• _TEXT EXCERPT_:

>>>>>

# Looking for squash partners (good player) around Dubai Marina (will travel!)



## IgnatiusOReilly (Apr 1, 2013)

Hi all,

I moved to Dubai very recently and am looking for some people to play squash with.

I'm a good player- I've been playing team squash for my local clubs in the UK for a while.

Happy to play wherever- please do drop me a note if interested!

Ali


----------



## elmotasem (Apr 9, 2013)

hi i m interested


----------



## alex2906 (Mar 24, 2012)

hi i m also interested.

Ihave 2 court squash in my building but i have no idea about my level so...i played tennis for 10 years.

if you wanna play mp me

cheers

alex


----------



## philyand (Mar 31, 2013)

Hi, Very interested in this. In the process of moving to Marina and will be in before the end of the month so put me on the list.  

From a playing point of view I'd describe myself as enthusiastic. (i.e. a bit rubbish but I enjoy it and have a good go...). I'm just about good enough to keep it interesting for a good player - but unlikely to win in the long run.


----------



## elmotasem (Apr 9, 2013)

we can be in contact on my _/snip_ i will be back to dubai saturday


----------



## ash12 (Apr 30, 2013)

Hi

I'm quite keen to get some games too. 

I have recently moved to Dubai from London. I used to play in a squash league there (mid table) but need to regain fitness.

I'll be putting up at Gloria Hotel Apartments which has two squash courts but guests need to pay (AED30 for weekdays and AED35 for weekends).

Happy to play any level just to get back in the grove.

Ash

ps. new to the forum so not sure if we can exchange contact details here.


----------



## piperpat (Nov 15, 2013)

*squash in the marina*

I am also very interested. Used to play top league in Switzerland. 
PB


----------



## henry0 (Nov 15, 2013)

I am also interested and moved to the marina area recently from London. 

I've not played in a couple of years, but was a intermediate player then.
Henry


----------



## encrypted (Oct 2, 2013)

I'm happy to organize a game/league here, I'm above intermediate but been out of the game for a bit so interested in getting back into the court. What else, just got a racquet today so need to test it out...

What I can do is create an email DL and send out emails for the squash court booking/days/timing etc and then if anyone is interested can reply back and join the game.

<<<<<

• _SUPPLIED DATA_:
>>>>>

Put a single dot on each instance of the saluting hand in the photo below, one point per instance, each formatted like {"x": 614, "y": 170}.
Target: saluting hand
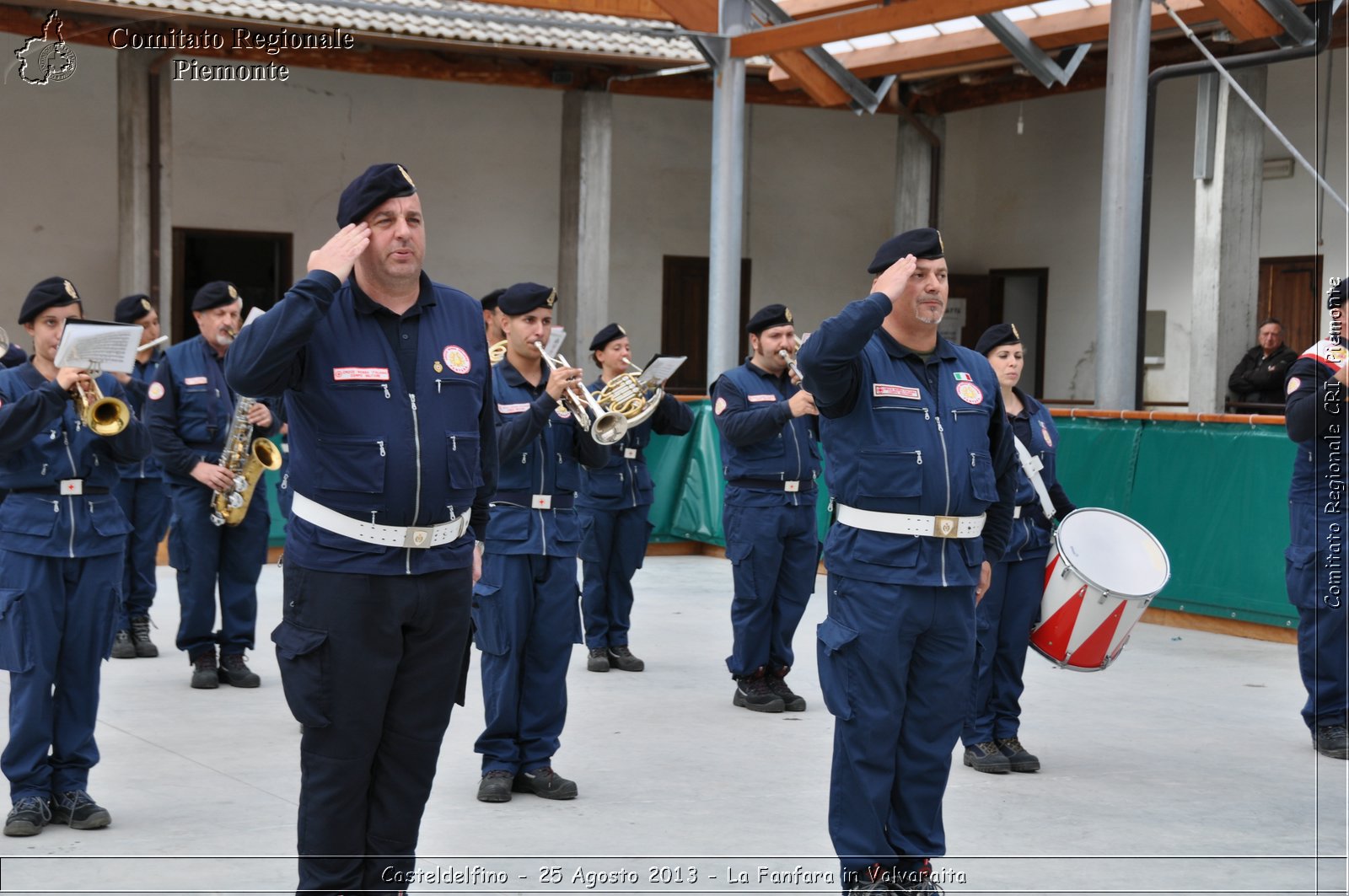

<<<<<

• _PARTS OF THE EXERCISE_:
A: In the squash forum thread, what do guests pay on weekends to use the squash courts at Gloria Hotel Apartments?
B: Extend the squash forum thread past its final post.

• _ANSWER LIST_:
A: AED35.

B:
----------



## cibean (Nov 15, 2013)

I am also certainly interested. I used to play at the provincial level in Pakistan. I haven't played it for almost 10 years now, but I am pretty sure it will come back in a week or two. Let me know if you want to start that league and I will be happy to join. I live in Al-Barsha near MOE and am happy to go to Marina, JLT or anywhere on SZR to play.


----------



## j_m_s (Sep 15, 2013)

I am interested as well. 
I'd describe myself as a slightly above average player...
I live in the marina area


----------



## chandra018152 (Nov 6, 2013)

I m interested to play and I m close to intermediate, msg me on /snip

Chandra


----------



## chandra018152 (Nov 6, 2013)

Please msg me if any one needs a close to intermediate player - squash I am in tecom, ready to drive close by areas
/snip


----------



## afzal_hussain (Nov 26, 2013)

Hi! I'm an intermidate player leaving at Greens. Willing to play any time after 7:30 pm. Let me know. Msg me on 0504504561


----------



## afzal_hussain (Nov 26, 2013)

Since I'm a newbie...dont really have the option of PM.  Anyone up for a game today?


----------



## James_maughan (Jan 15, 2014)

IgnatiusOReilly said:


> Hi all,
> 
> I moved to Dubai very recently and am looking for some people to play squash with.
> 
> ...


I am a good club player from the UK. I live in Marina. /snip


----------



## joaopacheco (Feb 7, 2014)

Hey man, I'd like to play too. I used to play back in Portugal. I live in Marina too.


----------



## Pdeane (Jan 28, 2014)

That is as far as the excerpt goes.